= Beginning of Section =

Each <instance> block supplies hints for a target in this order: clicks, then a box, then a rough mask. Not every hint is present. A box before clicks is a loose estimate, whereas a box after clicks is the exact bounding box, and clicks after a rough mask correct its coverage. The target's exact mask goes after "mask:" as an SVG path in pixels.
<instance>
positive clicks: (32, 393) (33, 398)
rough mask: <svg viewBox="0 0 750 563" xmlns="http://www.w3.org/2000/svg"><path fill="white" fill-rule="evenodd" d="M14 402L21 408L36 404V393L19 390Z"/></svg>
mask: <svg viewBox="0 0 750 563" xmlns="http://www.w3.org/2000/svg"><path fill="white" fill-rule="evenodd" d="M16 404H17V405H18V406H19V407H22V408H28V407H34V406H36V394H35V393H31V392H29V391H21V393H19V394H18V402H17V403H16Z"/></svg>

= End of Section =

▶ Aim of the exercise:
Return the full listing. Keep each line exactly as it stands.

▶ Written answer:
Each <instance> block supplies hints for a target in this order: clicks, then a box, then a rough mask. Not every hint is present. A box before clicks is a loose estimate, whereas a box after clicks is the exact bounding box, and clicks after a rough mask correct its coverage. The target's exact mask goes after "mask:" as an SVG path in pixels.
<instance>
positive clicks: (32, 393) (33, 398)
rough mask: <svg viewBox="0 0 750 563" xmlns="http://www.w3.org/2000/svg"><path fill="white" fill-rule="evenodd" d="M14 402L21 408L36 404V393L19 390Z"/></svg>
mask: <svg viewBox="0 0 750 563" xmlns="http://www.w3.org/2000/svg"><path fill="white" fill-rule="evenodd" d="M16 404H17V405H18V406H19V407H22V408H28V407H34V406H36V394H35V393H31V392H29V391H21V393H19V394H18V402H17V403H16Z"/></svg>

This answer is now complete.